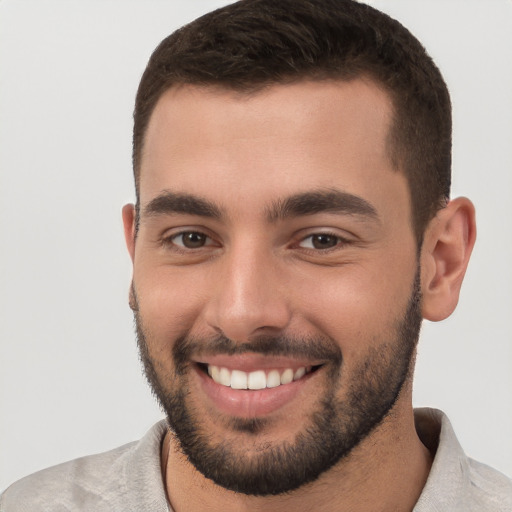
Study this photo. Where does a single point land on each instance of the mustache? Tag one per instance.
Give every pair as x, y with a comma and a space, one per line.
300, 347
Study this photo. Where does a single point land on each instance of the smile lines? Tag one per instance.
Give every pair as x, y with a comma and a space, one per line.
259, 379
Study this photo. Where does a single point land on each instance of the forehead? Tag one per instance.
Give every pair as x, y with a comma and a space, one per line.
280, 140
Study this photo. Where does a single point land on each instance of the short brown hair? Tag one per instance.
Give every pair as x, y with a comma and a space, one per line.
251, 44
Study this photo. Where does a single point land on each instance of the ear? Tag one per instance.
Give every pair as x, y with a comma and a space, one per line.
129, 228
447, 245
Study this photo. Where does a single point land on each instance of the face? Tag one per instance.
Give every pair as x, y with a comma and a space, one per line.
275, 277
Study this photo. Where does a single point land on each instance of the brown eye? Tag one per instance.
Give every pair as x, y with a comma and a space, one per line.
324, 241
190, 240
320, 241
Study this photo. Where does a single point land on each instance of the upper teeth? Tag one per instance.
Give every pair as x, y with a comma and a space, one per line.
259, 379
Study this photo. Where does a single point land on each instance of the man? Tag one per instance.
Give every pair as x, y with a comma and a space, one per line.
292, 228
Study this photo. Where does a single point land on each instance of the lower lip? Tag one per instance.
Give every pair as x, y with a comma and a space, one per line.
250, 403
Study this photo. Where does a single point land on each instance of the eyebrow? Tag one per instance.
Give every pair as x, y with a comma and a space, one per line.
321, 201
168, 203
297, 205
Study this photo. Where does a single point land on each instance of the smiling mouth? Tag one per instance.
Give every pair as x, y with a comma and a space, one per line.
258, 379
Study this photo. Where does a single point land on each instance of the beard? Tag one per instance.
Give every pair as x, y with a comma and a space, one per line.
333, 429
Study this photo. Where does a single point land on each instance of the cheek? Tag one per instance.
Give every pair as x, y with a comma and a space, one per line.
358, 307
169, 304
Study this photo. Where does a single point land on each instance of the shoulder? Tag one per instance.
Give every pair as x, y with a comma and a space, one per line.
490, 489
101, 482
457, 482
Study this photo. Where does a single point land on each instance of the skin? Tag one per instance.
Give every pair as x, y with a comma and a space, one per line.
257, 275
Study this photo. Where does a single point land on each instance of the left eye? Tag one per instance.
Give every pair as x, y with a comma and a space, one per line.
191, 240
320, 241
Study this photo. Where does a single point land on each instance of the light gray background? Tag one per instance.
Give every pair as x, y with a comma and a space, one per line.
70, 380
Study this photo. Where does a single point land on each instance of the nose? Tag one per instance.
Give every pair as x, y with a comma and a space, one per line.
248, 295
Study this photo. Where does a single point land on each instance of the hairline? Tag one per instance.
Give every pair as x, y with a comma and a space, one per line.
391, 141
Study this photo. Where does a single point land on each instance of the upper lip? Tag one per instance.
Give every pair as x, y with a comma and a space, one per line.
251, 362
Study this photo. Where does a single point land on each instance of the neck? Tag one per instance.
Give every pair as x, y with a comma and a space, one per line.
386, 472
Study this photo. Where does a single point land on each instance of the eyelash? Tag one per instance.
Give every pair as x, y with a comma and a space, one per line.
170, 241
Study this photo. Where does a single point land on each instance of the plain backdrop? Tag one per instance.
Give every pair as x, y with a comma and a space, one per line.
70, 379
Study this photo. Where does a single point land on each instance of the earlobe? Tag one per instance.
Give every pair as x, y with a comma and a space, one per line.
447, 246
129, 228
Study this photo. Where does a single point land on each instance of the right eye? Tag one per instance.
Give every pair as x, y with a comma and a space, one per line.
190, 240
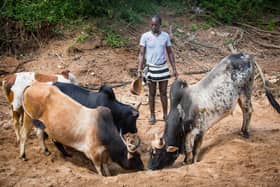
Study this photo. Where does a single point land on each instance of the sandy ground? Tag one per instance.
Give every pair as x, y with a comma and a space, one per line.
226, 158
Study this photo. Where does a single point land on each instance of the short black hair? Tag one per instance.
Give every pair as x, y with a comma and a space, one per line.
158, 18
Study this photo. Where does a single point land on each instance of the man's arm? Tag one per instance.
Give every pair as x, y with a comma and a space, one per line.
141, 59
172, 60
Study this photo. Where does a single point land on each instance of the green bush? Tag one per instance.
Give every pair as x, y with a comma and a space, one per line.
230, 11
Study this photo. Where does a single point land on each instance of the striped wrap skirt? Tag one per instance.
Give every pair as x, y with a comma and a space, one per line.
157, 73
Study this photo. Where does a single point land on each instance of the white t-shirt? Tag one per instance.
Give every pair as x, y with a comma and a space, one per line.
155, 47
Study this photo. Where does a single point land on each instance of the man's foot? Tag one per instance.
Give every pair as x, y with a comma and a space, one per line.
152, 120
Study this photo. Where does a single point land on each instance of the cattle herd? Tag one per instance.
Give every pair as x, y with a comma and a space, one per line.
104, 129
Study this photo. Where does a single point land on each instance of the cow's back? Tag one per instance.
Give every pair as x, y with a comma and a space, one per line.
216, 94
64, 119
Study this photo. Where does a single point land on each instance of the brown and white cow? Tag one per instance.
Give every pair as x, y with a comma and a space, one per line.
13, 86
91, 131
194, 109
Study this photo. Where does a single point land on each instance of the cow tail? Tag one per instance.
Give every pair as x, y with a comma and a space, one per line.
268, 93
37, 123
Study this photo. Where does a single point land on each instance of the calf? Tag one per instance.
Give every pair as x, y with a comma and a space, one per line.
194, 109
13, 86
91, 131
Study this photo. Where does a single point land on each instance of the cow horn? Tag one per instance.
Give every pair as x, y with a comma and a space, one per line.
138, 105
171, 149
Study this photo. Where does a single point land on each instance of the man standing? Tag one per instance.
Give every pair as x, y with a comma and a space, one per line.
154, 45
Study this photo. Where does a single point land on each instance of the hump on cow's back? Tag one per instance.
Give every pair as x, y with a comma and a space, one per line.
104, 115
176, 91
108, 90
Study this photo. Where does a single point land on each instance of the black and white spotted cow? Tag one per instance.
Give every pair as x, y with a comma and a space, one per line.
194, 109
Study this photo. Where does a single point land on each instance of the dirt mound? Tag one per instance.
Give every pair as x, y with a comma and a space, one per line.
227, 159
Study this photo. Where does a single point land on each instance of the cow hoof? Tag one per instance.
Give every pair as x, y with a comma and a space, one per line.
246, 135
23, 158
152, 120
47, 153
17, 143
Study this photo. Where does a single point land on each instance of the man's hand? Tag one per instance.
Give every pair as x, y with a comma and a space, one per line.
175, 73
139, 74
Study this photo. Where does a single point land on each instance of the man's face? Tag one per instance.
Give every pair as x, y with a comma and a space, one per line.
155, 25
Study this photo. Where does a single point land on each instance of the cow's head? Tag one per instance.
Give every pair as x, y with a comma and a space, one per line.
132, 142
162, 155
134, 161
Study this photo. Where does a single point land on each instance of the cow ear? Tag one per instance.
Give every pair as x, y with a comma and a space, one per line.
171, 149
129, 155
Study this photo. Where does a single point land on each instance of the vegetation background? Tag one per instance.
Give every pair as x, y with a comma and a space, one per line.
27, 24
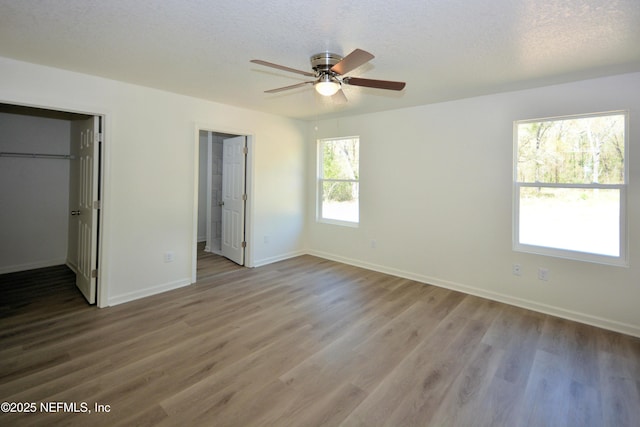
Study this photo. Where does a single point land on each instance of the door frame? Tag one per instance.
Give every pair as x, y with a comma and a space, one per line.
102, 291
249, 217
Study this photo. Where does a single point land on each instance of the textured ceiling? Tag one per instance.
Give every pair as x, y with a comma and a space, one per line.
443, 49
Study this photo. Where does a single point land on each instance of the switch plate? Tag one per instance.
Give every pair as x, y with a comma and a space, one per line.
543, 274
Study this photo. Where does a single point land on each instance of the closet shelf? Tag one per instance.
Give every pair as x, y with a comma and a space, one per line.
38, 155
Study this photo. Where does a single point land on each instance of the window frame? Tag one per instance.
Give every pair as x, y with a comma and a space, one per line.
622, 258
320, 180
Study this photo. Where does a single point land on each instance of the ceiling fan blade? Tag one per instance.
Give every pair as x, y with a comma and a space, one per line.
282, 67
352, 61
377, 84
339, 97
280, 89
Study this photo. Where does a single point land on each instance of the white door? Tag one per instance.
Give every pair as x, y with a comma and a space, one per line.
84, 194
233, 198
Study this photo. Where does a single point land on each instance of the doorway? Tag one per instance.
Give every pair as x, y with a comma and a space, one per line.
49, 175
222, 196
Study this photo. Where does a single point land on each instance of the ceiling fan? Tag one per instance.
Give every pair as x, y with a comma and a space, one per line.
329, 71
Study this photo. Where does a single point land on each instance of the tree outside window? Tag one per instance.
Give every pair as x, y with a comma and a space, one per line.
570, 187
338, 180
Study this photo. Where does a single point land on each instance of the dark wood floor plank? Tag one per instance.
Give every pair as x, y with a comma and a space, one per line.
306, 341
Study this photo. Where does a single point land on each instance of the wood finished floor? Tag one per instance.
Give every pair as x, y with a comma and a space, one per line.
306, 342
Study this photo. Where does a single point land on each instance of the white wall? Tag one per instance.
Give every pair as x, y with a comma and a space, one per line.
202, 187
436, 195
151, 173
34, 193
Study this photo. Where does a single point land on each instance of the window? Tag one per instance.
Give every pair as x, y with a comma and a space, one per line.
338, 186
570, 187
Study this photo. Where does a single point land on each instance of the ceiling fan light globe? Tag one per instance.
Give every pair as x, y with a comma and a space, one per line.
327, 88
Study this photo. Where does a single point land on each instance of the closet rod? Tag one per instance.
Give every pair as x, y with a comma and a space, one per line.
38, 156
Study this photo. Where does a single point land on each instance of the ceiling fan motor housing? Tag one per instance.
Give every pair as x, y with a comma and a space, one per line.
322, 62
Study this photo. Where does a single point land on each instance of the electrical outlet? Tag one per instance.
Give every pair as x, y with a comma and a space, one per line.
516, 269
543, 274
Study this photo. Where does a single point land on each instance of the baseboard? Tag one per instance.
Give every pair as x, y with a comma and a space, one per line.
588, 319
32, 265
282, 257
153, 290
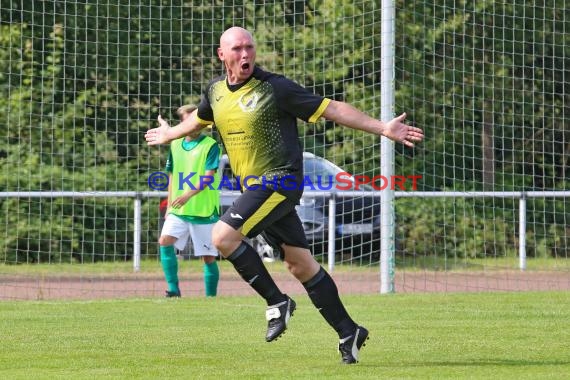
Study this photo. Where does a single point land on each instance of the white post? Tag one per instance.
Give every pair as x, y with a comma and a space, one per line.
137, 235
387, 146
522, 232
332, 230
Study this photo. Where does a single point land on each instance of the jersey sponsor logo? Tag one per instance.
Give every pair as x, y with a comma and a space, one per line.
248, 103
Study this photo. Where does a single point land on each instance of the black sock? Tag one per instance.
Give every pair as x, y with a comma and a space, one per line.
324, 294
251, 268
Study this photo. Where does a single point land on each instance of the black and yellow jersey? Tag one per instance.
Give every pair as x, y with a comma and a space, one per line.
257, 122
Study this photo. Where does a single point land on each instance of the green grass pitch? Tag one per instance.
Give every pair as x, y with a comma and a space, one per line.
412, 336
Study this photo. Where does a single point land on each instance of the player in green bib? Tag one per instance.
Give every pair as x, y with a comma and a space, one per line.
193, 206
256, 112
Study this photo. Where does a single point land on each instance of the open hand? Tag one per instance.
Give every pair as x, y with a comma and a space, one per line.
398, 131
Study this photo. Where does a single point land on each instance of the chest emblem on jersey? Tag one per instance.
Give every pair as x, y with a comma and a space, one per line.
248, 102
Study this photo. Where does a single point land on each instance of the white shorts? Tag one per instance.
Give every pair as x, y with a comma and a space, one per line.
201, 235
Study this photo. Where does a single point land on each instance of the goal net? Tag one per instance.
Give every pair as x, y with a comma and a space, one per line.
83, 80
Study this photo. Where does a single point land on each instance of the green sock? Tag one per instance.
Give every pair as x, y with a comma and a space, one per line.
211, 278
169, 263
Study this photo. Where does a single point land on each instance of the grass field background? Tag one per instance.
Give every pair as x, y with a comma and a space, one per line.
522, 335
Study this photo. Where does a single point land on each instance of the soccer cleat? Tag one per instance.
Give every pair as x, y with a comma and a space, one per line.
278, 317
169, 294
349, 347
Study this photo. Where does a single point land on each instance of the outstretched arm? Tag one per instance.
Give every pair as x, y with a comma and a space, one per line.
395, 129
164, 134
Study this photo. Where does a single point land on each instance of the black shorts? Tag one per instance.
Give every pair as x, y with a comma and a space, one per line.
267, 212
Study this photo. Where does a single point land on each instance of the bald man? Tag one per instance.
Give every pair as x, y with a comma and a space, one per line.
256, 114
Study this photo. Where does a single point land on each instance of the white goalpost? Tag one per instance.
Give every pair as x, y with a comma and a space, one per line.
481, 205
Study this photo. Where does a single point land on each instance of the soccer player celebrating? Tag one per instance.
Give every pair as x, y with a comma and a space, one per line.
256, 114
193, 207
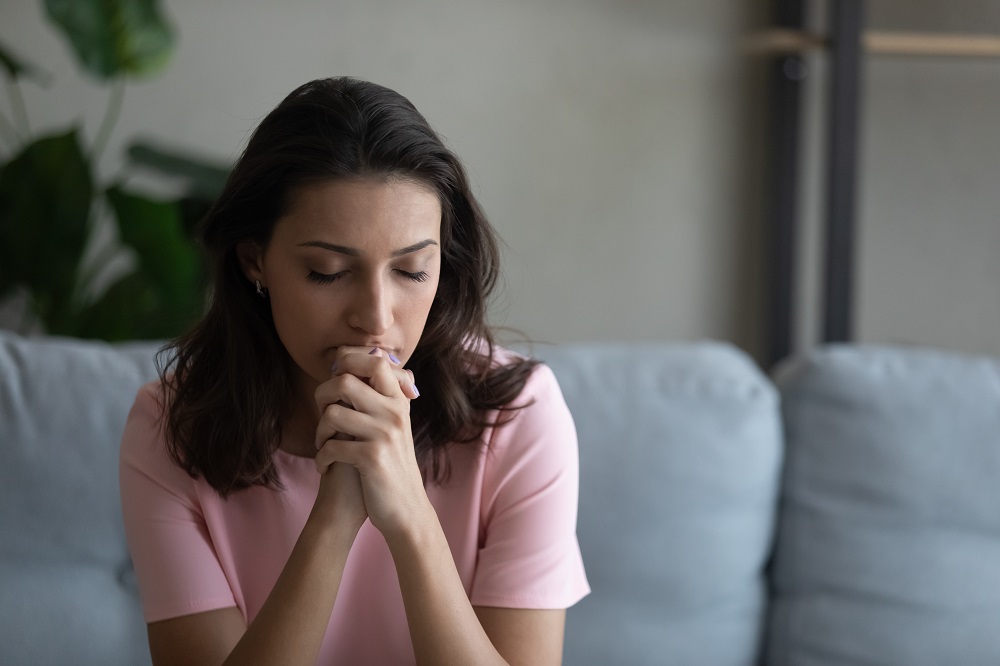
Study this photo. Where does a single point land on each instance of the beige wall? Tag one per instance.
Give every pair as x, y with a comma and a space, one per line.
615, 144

┄┄┄┄┄┄

● PROBLEM REQUIREMENTS:
Copy the final stretch of lines, starting at the one that holds "outstretched arm? Tag one per instance." and ending at the last line of the data, exactly; omit pictures.

● COMPLETE ANSWER:
Study this photo. Where does a single point land on each instance of the outstretched arm? Tag one per instance.
Give every pair as x, y with a comma and a space, one per line.
395, 129
164, 134
Study this photo. Where does a single point land on each instance of the black shorts? Tag one per instance.
Give every pair as x, y with a comma and a space, one per line.
267, 212
Study this photo. Where does a single point land on each instance of the bald man? Tag one per instance.
Give every pair as x, y with a comma and a space, one per line.
256, 114
Study this photo. Where does a single point land on each instance of the white goalpost? Tag one per instance.
Give every pair as x, y with a comma and a space, one per line.
481, 205
Study this photo. Where does a single point land on each instance of the soccer player celebrating? Tag one per instance.
Give every pair as x, y with a comma and a space, one per line.
256, 114
193, 207
Study this photo. Where does a single point land on each instance of the beige wall? Tag one per instance.
Give every pair as x, y with a comma and a space, one per line.
615, 144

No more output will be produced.